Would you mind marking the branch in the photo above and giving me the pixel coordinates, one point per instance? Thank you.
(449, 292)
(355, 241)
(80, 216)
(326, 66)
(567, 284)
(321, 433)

┄┄┄┄┄┄

Work required
Reproduce the items above with "branch" replaced by "twig", leaving everything else unchanged.

Complete response
Would you mind marking the twig in the photo above and giving me the pixel coordinates, one point per instance? Thank you.
(449, 292)
(355, 241)
(80, 216)
(326, 66)
(567, 284)
(321, 433)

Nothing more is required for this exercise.